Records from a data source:
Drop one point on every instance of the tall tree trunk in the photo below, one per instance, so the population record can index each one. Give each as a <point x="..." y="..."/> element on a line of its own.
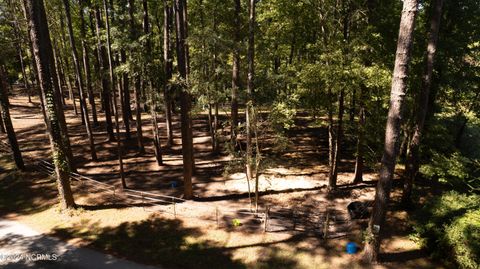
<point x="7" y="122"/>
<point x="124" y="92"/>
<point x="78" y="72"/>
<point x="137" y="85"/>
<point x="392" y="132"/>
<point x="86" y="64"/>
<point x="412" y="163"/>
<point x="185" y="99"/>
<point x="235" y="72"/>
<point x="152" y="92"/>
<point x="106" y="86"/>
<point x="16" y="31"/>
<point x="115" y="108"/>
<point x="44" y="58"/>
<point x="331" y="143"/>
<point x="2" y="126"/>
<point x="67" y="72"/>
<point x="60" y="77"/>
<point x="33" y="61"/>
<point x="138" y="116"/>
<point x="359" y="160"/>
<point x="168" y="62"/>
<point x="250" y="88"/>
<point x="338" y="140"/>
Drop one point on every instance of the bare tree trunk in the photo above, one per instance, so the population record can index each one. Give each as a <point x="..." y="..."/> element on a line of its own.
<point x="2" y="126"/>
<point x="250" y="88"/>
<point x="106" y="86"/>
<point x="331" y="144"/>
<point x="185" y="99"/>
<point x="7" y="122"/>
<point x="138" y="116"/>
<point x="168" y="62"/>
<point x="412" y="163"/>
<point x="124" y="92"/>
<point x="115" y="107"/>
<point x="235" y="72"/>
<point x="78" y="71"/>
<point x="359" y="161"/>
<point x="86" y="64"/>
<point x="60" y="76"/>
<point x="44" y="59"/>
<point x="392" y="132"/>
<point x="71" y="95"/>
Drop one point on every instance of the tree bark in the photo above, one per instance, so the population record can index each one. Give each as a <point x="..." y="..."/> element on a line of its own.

--

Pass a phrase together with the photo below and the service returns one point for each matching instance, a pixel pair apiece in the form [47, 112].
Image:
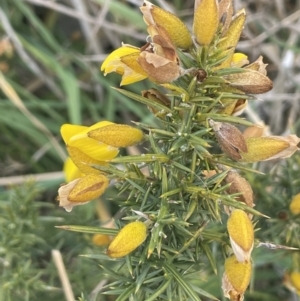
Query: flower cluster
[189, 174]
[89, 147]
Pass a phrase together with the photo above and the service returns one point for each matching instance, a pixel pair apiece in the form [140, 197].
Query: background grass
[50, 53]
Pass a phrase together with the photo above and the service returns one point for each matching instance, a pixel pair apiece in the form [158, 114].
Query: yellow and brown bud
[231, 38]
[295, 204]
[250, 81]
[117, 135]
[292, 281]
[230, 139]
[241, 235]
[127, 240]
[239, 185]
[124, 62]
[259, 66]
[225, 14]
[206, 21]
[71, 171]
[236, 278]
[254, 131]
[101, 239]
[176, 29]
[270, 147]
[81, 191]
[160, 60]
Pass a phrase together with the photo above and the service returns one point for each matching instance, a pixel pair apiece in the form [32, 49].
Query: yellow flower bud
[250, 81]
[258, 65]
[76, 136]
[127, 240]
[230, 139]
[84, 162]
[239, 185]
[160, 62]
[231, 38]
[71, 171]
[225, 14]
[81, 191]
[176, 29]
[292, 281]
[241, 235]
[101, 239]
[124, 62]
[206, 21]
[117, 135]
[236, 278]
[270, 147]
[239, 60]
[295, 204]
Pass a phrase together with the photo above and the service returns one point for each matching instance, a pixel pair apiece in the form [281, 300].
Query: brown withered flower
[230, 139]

Task brief: Give back, word for word, only the lines above from the line holding "form [140, 197]." to the line holding "form [32, 49].", both included.

Result:
Pass a phrase together with the photo above and the service returns one point for each matching instance, a pixel pair apiece in the form [140, 197].
Query: background grass
[50, 53]
Pass a phrase together with the photo above and the service returns one point for each matching instance, a pixel pair apiece in the form [158, 114].
Query: yellow and brown bud
[231, 38]
[295, 204]
[250, 81]
[117, 135]
[292, 281]
[230, 139]
[241, 235]
[127, 240]
[239, 185]
[124, 62]
[259, 66]
[225, 14]
[206, 21]
[71, 171]
[236, 278]
[254, 131]
[101, 239]
[176, 29]
[270, 147]
[81, 191]
[160, 60]
Pass a phrase together with the photo above and the service returns one point for each matching instance, a pixel pair apiece in the form [32, 49].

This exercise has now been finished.